SOURCE DOCUMENT →
[BEGIN]

I had a date this past week and my date was one of the prettiest girls there.  I’m sure that every other guy believed the same about their date, but theirs didn’t even come close. She wore an emerald green dress and her hair was fixed just so. She looked good and she knew it – you could tell by the way she carried herself.  She was ready for an evening of partying and dancing.  This date had cost me at least $50 and we hadn’t even dined or arrived at the dance.  Who knew what to expect.

 

When she saw me, her eyes just sparkled.  She told me that I looked very handsome – not something most men hear when they arrive to pick up their dates.  We were running a little behind schedule, but we knew that we would arrive at the Father/Daughter dance right on time. 

 

I decided many years ago, and I was strongly encouraged by my wife, that I would be the first guy that my daughters dated. I hoped that the example I presented would help influence the decisions that they would make in the future.  I wanted them to always believe that they were special and they deserved to be treated that way.

 

My dad taught me the proper way to behave toward ladies, and it is a shame that the dads of today don’t believe that it is important.  I was born in the 50s, 1953 to be exact, and I still believe what my dad said. Too many men, today, believe that men and women should be treated equal. 

 

Dad said to always treat a girl with respect. What does that mean?  First off, when you pick her up for a date, ask for her at the door, don’t blow the horn from the curb. Then open doors – car doors, restaurant doors, any doors. And by all means, don’t use foul language around her. And last of all, be even nicer to her mom (this one will go a long way.) Oh, and one more thing.  Just because you asked a girl out on a date and paid for it doesn’t mean she owes you anything. Yes, the guy should pay for the dates until you both have discussed taking turns paying.

[END]

WHAT IS ASKED →
1. Answer these about the post on the Father/Daughter dance:
(a) What color was the date's dress?
(b) In what year was the writer born?
(c) How much had the date cost before dining or arriving at the dance?
2. In the post about the Father/Daughter dance, switch "wife" to "spouse" and give the stretch from "I decided many" through "treated that way.".
3. Resume the post about the Father/Daughter dance after its final sentence.

Dataset entries
[BEGIN]

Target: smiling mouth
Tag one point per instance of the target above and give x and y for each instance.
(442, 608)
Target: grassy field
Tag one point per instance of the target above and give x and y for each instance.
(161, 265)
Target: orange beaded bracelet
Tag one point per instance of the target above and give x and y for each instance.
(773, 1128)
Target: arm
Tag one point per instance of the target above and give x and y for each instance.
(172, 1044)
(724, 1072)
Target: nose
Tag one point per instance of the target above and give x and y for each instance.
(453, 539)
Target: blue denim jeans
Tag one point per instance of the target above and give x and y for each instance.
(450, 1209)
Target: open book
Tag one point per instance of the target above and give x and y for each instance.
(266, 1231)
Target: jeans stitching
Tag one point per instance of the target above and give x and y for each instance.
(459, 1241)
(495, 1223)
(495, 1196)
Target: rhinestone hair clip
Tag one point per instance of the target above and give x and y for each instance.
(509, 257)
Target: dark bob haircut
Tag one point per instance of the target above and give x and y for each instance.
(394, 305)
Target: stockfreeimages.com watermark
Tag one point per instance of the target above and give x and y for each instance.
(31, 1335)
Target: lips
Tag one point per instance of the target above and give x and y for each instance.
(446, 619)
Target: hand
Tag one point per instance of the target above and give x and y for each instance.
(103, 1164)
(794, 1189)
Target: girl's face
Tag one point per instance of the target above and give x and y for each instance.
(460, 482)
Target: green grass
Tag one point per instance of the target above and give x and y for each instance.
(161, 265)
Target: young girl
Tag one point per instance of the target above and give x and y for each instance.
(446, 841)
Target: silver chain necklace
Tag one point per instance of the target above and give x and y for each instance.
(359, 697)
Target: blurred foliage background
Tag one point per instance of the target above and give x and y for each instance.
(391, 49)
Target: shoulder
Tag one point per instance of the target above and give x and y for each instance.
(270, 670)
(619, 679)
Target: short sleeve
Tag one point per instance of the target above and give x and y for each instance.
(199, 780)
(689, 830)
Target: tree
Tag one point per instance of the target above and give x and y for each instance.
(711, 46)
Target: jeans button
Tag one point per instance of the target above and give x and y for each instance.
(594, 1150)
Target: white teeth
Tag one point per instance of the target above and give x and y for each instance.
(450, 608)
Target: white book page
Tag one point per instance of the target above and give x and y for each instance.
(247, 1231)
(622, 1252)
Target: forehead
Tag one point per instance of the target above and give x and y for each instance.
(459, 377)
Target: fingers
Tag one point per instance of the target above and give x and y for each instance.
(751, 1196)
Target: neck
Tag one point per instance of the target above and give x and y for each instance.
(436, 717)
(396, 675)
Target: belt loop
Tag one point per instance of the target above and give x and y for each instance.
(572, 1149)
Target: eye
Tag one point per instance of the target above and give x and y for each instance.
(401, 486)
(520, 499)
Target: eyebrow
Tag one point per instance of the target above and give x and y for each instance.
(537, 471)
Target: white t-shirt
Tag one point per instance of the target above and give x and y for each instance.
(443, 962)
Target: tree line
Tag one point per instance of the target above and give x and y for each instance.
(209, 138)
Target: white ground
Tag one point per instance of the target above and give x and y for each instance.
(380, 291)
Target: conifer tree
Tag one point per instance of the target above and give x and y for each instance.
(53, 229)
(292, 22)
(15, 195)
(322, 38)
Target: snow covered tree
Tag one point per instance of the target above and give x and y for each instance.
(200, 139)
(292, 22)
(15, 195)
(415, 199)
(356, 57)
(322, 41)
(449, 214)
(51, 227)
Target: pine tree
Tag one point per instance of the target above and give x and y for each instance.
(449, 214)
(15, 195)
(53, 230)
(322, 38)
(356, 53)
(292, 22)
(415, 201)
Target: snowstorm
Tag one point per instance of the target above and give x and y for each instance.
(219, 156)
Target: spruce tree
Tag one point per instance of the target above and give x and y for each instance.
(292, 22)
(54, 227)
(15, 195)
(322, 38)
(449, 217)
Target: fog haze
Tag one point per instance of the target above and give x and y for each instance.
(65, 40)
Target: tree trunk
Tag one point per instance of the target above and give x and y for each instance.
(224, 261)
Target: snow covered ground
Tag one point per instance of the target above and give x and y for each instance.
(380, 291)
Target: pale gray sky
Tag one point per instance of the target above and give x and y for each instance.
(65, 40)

[END]

RESULTS FOR EACH TASK →
1.
(a) Emerald green.
(b) 1953.
(c) At least $50.

2.
I decided many years ago, and I was strongly encouraged by my spouse, that I would be the first guy that my daughters dated. I hoped that the example I presented would help influence the decisions that they would make in the future.  I wanted them to always believe that they were special and they deserved to be treated that way.

3.
Any time I take my wife out, this is how I behave. So, when I take my daughters out I act the same way.  I want to be the example that my daughters compare their dates to.  My opinion is that if the guy doesn’t treat you better than I do, then he doesn’t appreciate you for who you really are.  Therefore, that guy doesn’t deserve to go out with you.

 

Though I would never admit it when I was young, my dad was a lot smarter that I wanted to give him credit for. He gave me advice on a lot of things, but I won’t go into them right now. I need to get back to the story of my date. 

 

She was kind of shy at first, but when she saw everyone dancing we had to hit the floor. We danced several songs and she got thirsty, so we took a break to get food and something to drink.  We were back on the dance floor after a few bites and really had a blast.  It is difficult to slow dance when you are six foot and she is only three and a half feet.

 

I only really embarrassed her once.  I tried to get her to do the chicken dance, but she was having none of that.  So, she laughed at me while I danced.

 

I got her back home before curfew, around 8:30, and right before bedtime.  He mom was happy that we made it home with time to spare.

 

Dads, I challenge you to be the example for both your sons and your daughters.  Teach your sons the correct way to behave when dating, and tech your daughters to except nothing less.  You will seldom be disappointed.

 

 

 

***John E. Stack is the author of Cody’s Almost Trip to the Zoo, Cody’s Rescue Adventure at the Zoo, and Olivia’s Sweet Adventure.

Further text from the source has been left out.